— GIVEN PASSAGE —
=-=-=-=-=
Later this month, AOA and ACGME representatives will be testifying before the Institute of Medicine’s Committee on GME to detail our plan and why we believe it will strengthen the medical professions. In response to efforts to cut GME funding, the unified accreditation process is a clear reflection of the collaborative work being done by the AOA and ACGME to improve GME with a focus on achieving demonstrated quality improvement.

Building an enduring great association

In Great by Choice, management consultant Jim Collins addresses the core questions of what it takes to build an enduring great association. Although any organization can control only a “tiny sliver” of what happens to it, we are “free to choose, free to become great by choice.” By choosing to enter into this agreement with the ACGME, the AOA lives up to its mission and vision for all DOs.

We understand that the osteopathic community will have many more questions on this issue as it evolves over the next three years. Osteopathic.org has a wealth of information, including frequently asked questions and a timeline of events. Above all, preserving OGME and protecting the future of the osteopathic medical profession remain our top goals. We can DO it!

jcrosby@osteopathic.org

5 Responses

  1. Frederic Jackson, DO, MPH on Dec. 8, 2012, 12:10 p.m.
=-=-=-=-=
— REQUIRED ACTION 1 —
Quote from the osteopathic accreditation passage the part that opens with the words containing "In Great by" and closes with "for all DOs.".
— REQUIRED ACTION 2 —
Continue the osteopathic accreditation passage from the point where it stops.

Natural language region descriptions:
=-=-=-=-=
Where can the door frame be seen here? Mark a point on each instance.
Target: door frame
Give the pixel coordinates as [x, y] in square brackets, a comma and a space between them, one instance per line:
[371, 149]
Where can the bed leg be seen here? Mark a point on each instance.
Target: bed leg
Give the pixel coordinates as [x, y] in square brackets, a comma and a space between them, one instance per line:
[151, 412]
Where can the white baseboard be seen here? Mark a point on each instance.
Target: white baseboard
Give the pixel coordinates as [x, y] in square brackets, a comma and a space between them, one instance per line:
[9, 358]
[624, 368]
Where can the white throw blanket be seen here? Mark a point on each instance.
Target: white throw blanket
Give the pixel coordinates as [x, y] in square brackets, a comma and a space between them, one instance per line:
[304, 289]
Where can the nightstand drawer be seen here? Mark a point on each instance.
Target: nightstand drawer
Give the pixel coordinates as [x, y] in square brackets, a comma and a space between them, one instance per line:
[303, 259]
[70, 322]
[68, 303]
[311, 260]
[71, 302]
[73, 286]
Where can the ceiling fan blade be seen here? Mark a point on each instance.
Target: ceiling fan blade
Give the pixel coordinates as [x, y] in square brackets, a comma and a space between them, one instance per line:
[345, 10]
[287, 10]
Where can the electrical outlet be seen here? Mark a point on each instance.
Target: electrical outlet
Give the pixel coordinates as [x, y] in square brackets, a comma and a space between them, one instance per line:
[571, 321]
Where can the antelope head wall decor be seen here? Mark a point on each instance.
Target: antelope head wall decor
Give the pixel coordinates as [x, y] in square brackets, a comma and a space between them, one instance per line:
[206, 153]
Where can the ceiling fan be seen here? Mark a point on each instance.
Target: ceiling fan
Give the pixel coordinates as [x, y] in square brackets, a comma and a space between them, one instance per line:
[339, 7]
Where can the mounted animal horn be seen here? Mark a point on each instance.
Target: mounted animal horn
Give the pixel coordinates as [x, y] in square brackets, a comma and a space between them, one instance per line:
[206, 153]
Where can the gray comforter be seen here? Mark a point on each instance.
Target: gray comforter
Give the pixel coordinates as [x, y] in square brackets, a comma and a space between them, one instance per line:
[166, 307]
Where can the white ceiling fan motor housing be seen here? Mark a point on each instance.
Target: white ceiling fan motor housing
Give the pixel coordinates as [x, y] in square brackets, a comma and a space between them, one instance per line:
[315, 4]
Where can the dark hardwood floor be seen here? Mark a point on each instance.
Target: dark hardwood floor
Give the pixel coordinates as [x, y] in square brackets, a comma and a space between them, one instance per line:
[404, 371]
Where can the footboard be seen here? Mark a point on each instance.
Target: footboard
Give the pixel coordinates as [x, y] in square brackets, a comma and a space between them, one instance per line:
=-=-=-=-=
— YOUR RESPONSE 1 —
In Great by Choice, management consultant Jim Collins addresses the core questions of what it takes to build an enduring great association. Although any organization can control only a “tiny sliver” of what happens to it, we are “free to choose, free to become great by choice.” By choosing to enter into this agreement with the ACGME, the AOA lives up to its mission and vision for all DOs.

— YOUR RESPONSE 2 —
    I am a KCOM DO who trained in a military hospital. The AOA approved the internship but not the rest of the ACGME-accredited residency. Later in my career I was both and ACGME family medicine residency director and concurrent Director of Osteopathic Medical Education for our accredited AOA internship. I can attest that the stress of trying to maintain separate training programs, rules, accreditation nspections, etc. n oiot to mention the separate CME requirements, was not beneficial to the trainees or our staff. Having a amalgamated accreditation process would be much easier to manage and would allow more attention the actual education of the residents. Good luck, ASAP.

  2. George on Dec. 11, 2012, 10:12 p.m.

    1961:

    The California Medical Association and the California Osteopathic Association merge. The merger replaces the College of Osteopathic Physicians and Surgeons (COPS) with an allopathic medical college, the California College of Medicine in Los Angeles. The new school gives MD degrees to its DO faculty.

    DOs are offered an MD degree after attending 12 Saturday classes and paying a $65 fee. A year later, Proposition 22 abolishes the California osteopathic licensing board. Approximately 85% of practicing California DOs exchange their DO credentials for MD credentials. However, the credentials are not recognized outside the state. A new state osteopathic organization is promptly organized by the AOA to facilitate retention of the osteopathic identity among California DOs.

  3. Hi on Dec. 13, 2012, 1:41 p.m.

    I don’t see how this strengthens the osteopathic profession. If you have all GME under one organization, how does it make sense to have both the AOA and the AMA? How does it make sense to have separate Allopathic and Osteopathic specialty boards? This is just one step towards the merging of everything. While I believe it was a necessary step considering that there are 1700 fewer DO residency spots than DO graduates every year, I really believe that the AOA will become irrelevant in the not so distant future, and it pains me to say that.

  4. Hi on Dec. 13, 2012, 1:46 p.m.

    The real reason why this merger became necessary was because the AOA and AACOM allowed the growth of DO schools to far outpace the growth of the number of DO residency slots. And it’s still continuing. That is why this move became necessary.

  5. Student on Dec. 13, 2012, 8:37 p.m.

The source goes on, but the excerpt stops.